Auftakt mit Strauss und Henry Purcell
Der Blick auf die Zugspitze reißt alles raus. Am Freitag war das gesamte Wettersteinmassiv aber mit düsteren Wolken verhangen. Es schien gar nicht da zu sein. Vielleicht sind die Berge nur eine Erfindung der lokalen Tourismus-Industrie? Alles, was einen abhält, nach Garmisch zu fahren, trat deutlicher hervor: der stets stockende Verkehr vom Autobahnende bis Oberau, das trostlose Gewerbegebiet am Ortseingang und die Gegend um den Bahnhof, die seit 20 Jahren vergeblich auf bessere Zeiten wartet.
Garmisch könnte eine oder auch gleich mehrere Metamorphosen vertragen. Mit diesem griechischen Begriff für Verwandlung hat Richard Strauss ein in der Marktgemeinde entstandenes Spätwerk überschrieben. Alexander Liebreich wählte den Titel als Motto für den Neuanfang beim vor 30 Jahren gegründeten Richard-Strauss-Festival, dem er mit einer ordentlichen Geldspritze des Freistaats ein Update verpassen will.
Metamorphosen mit Darmsaiten
Der ehemalige Künstlerische Leiter des Münchener Kammerorchesters eröffnete das Festival natürlich mit der „Studie für 23 Solostreicher“, gespielt von der Akademie für Alte Musik Berlin auf Darmsaiten und in tieferer Stimmung als üblich. Zwar dürften sich zur Entstehungszeit die Saiten aus Stahl bereits flächendeckend durchgesetzt haben. Aber das Stück profitiert eindeutig von der älteren Klangvorstellung.

- **AUFGABENSTELLUNG**
Wiederhole den Text über den Auftakt des Richard-Strauss-Festivals in Garmisch vollständig und Wort für Wort.

- **AUFGELISTETE EINTRÄGE**

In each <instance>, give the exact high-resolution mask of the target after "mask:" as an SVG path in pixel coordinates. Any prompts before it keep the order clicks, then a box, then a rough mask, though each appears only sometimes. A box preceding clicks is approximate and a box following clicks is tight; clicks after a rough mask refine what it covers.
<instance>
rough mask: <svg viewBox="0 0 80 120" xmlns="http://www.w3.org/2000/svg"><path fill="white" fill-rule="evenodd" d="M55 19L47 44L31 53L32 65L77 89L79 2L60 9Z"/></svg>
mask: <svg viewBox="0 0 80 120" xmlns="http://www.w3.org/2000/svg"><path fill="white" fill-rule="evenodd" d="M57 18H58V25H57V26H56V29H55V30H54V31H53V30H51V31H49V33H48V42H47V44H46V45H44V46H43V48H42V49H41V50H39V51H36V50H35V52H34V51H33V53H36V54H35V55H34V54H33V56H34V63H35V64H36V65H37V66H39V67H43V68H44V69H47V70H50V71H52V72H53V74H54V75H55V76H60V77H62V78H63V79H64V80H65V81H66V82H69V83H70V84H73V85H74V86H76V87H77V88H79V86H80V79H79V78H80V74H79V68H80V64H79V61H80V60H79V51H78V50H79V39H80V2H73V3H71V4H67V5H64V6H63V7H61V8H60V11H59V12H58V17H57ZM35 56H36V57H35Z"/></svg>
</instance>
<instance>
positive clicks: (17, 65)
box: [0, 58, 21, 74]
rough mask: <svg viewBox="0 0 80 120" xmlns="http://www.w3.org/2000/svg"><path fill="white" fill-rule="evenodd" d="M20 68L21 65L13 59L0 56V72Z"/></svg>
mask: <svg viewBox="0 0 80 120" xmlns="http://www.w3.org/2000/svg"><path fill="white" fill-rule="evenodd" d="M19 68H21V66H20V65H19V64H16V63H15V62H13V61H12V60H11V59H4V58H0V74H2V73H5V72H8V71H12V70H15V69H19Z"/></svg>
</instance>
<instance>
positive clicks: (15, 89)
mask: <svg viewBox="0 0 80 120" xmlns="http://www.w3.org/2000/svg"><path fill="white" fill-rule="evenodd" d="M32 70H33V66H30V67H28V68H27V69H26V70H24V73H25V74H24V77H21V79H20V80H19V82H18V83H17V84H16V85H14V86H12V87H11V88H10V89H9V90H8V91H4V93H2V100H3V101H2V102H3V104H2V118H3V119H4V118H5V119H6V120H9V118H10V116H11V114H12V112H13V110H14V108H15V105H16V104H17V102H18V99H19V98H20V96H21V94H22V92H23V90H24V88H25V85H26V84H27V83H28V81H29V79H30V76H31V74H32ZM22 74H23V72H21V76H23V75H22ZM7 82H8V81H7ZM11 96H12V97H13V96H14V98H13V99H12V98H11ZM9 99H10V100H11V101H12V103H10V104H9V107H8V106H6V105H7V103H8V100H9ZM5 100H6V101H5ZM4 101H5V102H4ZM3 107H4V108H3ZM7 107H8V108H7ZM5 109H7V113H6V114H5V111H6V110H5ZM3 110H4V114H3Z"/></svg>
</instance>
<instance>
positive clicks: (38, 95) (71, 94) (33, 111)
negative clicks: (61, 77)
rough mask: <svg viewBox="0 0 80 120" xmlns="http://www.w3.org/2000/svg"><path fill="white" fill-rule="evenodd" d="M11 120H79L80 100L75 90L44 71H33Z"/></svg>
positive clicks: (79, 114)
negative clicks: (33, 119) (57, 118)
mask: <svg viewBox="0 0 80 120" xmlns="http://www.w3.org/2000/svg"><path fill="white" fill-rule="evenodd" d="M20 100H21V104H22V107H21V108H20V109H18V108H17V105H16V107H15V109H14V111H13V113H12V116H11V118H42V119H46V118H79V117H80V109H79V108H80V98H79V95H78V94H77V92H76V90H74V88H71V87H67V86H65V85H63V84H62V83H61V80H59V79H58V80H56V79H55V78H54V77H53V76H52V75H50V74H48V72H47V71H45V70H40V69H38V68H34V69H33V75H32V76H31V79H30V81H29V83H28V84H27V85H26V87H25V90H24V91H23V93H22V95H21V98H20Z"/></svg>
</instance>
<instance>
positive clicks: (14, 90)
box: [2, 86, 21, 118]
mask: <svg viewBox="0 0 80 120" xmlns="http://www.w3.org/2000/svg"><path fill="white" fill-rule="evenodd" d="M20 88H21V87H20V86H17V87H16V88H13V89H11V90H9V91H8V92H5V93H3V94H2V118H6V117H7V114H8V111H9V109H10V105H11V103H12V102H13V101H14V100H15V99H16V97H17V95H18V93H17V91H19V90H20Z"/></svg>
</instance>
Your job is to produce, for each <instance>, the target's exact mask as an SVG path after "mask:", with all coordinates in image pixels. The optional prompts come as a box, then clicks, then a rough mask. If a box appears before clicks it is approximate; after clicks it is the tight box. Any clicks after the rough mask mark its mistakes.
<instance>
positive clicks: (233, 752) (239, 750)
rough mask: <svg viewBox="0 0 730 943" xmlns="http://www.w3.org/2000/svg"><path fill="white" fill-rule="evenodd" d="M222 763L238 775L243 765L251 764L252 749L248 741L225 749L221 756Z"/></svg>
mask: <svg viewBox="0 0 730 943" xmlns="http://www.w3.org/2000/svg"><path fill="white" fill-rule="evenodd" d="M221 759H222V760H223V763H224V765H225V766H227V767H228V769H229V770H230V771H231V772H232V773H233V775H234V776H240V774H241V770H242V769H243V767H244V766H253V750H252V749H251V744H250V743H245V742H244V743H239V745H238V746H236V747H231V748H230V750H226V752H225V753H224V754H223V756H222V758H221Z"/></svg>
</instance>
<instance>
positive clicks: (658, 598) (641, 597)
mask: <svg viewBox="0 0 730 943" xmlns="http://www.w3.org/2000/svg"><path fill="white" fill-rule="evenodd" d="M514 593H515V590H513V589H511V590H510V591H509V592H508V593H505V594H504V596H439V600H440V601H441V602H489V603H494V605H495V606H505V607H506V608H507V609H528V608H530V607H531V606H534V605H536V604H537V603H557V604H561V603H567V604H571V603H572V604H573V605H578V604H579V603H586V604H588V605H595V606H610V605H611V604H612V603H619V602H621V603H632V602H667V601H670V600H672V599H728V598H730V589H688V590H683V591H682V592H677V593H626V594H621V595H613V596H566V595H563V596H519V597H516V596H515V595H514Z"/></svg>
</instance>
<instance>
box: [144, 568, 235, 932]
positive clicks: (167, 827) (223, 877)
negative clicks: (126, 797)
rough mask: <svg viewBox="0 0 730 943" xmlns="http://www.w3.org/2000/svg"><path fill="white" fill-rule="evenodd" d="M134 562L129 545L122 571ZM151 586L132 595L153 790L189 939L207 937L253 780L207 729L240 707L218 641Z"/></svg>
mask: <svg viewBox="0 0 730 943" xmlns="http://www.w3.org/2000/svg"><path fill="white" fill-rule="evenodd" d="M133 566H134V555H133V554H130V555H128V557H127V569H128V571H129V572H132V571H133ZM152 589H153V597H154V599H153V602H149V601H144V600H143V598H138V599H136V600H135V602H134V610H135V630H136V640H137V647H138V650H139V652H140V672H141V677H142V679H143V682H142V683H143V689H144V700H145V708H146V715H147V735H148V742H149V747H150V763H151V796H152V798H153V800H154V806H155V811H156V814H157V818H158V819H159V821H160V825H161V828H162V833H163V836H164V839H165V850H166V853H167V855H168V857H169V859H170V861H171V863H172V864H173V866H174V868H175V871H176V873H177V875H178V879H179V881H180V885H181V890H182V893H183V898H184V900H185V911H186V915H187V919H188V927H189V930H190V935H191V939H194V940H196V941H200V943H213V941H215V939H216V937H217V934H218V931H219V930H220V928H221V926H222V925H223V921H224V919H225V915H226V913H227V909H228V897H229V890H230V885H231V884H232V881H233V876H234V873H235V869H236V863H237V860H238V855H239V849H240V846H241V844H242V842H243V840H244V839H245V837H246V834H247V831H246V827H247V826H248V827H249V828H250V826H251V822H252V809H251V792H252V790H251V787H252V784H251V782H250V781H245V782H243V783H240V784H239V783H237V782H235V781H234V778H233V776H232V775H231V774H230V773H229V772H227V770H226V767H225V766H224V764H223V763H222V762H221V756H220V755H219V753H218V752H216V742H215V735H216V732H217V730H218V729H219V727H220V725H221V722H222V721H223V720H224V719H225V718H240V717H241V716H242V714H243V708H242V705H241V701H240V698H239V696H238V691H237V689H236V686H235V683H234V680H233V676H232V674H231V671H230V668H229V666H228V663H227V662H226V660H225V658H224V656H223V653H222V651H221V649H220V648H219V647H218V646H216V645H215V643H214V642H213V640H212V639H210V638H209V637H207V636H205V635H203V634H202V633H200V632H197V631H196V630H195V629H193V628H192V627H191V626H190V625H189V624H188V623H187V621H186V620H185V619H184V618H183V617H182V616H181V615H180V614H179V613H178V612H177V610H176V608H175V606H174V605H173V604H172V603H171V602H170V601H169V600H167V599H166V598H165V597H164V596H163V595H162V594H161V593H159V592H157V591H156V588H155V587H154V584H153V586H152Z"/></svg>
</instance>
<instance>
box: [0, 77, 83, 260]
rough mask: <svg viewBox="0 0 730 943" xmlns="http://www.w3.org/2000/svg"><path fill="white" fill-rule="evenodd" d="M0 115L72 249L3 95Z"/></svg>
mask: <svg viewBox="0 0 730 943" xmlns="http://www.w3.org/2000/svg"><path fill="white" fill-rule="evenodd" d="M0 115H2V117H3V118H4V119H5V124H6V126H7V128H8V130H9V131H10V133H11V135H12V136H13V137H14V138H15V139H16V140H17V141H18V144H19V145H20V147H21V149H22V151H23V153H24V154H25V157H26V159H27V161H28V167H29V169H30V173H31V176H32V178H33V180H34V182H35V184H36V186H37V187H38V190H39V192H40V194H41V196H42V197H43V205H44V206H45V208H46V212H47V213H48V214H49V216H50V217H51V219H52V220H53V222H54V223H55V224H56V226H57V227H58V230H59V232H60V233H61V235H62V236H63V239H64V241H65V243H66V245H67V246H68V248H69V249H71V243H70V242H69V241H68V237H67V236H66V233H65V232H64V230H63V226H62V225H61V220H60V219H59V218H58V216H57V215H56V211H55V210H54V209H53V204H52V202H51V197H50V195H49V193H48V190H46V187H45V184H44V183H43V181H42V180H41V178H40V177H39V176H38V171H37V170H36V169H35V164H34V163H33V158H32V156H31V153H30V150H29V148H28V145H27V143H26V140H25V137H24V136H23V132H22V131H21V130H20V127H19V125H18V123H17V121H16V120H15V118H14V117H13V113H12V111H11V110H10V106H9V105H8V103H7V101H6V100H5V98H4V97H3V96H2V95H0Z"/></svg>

- **SCHRIFTLICHE LÖSUNG**
Auftakt mit Strauss und Henry Purcell
Der Blick auf die Zugspitze reißt alles raus. Am Freitag war das gesamte Wettersteinmassiv aber mit düsteren Wolken verhangen. Es schien gar nicht da zu sein. Vielleicht sind die Berge nur eine Erfindung der lokalen Tourismus-Industrie? Alles, was einen abhält, nach Garmisch zu fahren, trat deutlicher hervor: der stets stockende Verkehr vom Autobahnende bis Oberau, das trostlose Gewerbegebiet am Ortseingang und die Gegend um den Bahnhof, die seit 20 Jahren vergeblich auf bessere Zeiten wartet.
Garmisch könnte eine oder auch gleich mehrere Metamorphosen vertragen. Mit diesem griechischen Begriff für Verwandlung hat Richard Strauss ein in der Marktgemeinde entstandenes Spätwerk überschrieben. Alexander Liebreich wählte den Titel als Motto für den Neuanfang beim vor 30 Jahren gegründeten Richard-Strauss-Festival, dem er mit einer ordentlichen Geldspritze des Freistaats ein Update verpassen will.
Metamorphosen mit Darmsaiten
Der ehemalige Künstlerische Leiter des Münchener Kammerorchesters eröffnete das Festival natürlich mit der „Studie für 23 Solostreicher“, gespielt von der Akademie für Alte Musik Berlin auf Darmsaiten und in tieferer Stimmung als üblich. Zwar dürften sich zur Entstehungszeit die Saiten aus Stahl bereits flächendeckend durchgesetzt haben. Aber das Stück profitiert eindeutig von der älteren Klangvorstellung.